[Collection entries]
********************
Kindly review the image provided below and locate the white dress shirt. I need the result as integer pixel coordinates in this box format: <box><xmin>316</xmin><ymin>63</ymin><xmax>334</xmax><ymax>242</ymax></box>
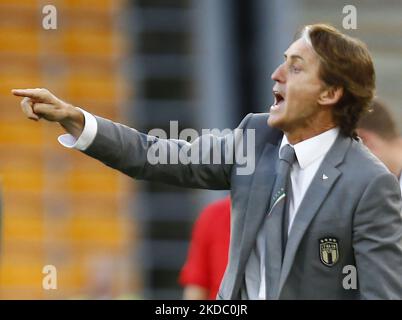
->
<box><xmin>399</xmin><ymin>174</ymin><xmax>402</xmax><ymax>193</ymax></box>
<box><xmin>253</xmin><ymin>127</ymin><xmax>340</xmax><ymax>299</ymax></box>
<box><xmin>281</xmin><ymin>127</ymin><xmax>340</xmax><ymax>234</ymax></box>
<box><xmin>58</xmin><ymin>108</ymin><xmax>98</xmax><ymax>150</ymax></box>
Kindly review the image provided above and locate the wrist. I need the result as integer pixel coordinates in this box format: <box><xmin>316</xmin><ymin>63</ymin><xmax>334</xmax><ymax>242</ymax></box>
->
********************
● What the task asks
The result should be an exact copy of every entry above, with no pictures included.

● Written answer
Kindly review the image provided below and locate the white dress shirt. I need the result as integer pixel coordinates in this box format: <box><xmin>316</xmin><ymin>63</ymin><xmax>334</xmax><ymax>242</ymax></box>
->
<box><xmin>399</xmin><ymin>174</ymin><xmax>402</xmax><ymax>193</ymax></box>
<box><xmin>253</xmin><ymin>127</ymin><xmax>340</xmax><ymax>299</ymax></box>
<box><xmin>281</xmin><ymin>127</ymin><xmax>340</xmax><ymax>234</ymax></box>
<box><xmin>58</xmin><ymin>108</ymin><xmax>98</xmax><ymax>150</ymax></box>
Kindly review the image provided above and locate the wrist. I need the result as integer pixel coordinates in this box format: <box><xmin>316</xmin><ymin>63</ymin><xmax>334</xmax><ymax>242</ymax></box>
->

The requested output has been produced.